What to work on.
(a) In the Undercut, Go and Retrace excerpt, give again the part that opens with the words containing "Note:  The historical" and closes with "Terms of Use.", replacing "buy/sell decisions" with "trading decisions".
(b) Answer from the Undercut, Go and Retrace excerpt:
(i) In how many steps does this price behavior unfold?
(ii) In Step 3, to what level does price correct after meeting resistance?
(iii) What market backdrop is given for price possibly rallying after retracing to a former support level?

Excerpt.
★ ★ ★

Undercut, Go and Retrace

Note:  The historical stock examples given below are for EDUCATIONAL USE ONLY.  They ARE NOT to be used to make buy/sell decisions in today's market.  For more information, please read the HSR Terms of Use.


This price behavior unfolds in three (3) steps:

Step 1Price breaks/undercuts a support level within a base/consolidation.

Step 2:  The following week or several weeks later, price rallies back inside the broken support level.

Step 3Price meets resistance and corrects to the violated support level from Step 1.

Behavior Notes:

  1. This price behavior is another potential outcome of Undercut and Go.  All of the steps are identical except for Step 3 because price comes back down to test the original support level that failed to hold price in Step 1.
  2. A stock market that undercuts a prior low may be helpful in determining the potential of an individual stock's base.  If the market makes new lows on the undercut, but the stock doesn't (Undercut, Go and Retrace), that's a positive indicator that the stock has potential to move higher.

What you need to know

Given the backdrop of a market uptrend, price may rally after retracing to a former support level that was once violated.

This may happen for two reasons:

1.  Short Positions Covered at the Break-Even Point

After a breakdown fails and price rallies back inside the range, the once violated support level may be reborn as new support.

★ ★ ★

Supplied material.

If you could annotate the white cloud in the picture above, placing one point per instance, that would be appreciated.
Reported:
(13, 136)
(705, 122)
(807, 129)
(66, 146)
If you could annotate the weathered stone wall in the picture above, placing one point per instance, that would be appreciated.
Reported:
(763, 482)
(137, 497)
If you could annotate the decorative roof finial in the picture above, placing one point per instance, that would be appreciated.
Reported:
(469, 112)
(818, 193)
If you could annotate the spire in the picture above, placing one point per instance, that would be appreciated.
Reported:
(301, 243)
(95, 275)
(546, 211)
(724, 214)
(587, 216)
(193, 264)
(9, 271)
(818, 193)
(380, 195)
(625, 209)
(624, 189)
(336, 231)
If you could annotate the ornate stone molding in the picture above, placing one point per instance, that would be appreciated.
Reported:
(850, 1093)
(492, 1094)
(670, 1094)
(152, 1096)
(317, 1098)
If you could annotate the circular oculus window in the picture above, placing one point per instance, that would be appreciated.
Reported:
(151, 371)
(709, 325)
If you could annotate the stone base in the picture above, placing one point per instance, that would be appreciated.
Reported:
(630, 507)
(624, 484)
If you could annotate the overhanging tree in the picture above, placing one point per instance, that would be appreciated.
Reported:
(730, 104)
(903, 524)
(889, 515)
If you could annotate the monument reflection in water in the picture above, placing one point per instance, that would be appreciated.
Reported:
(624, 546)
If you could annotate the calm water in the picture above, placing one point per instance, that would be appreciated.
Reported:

★ ★ ★

Answers to the exercise.
(a)
Note:  The historical stock examples given below are for EDUCATIONAL USE ONLY.  They ARE NOT to be used to make trading decisions in today's market.  For more information, please read the HSR Terms of Use.

(b)
(i) Three steps.
(ii) To the violated support level from Step 1.
(iii) A market uptrend.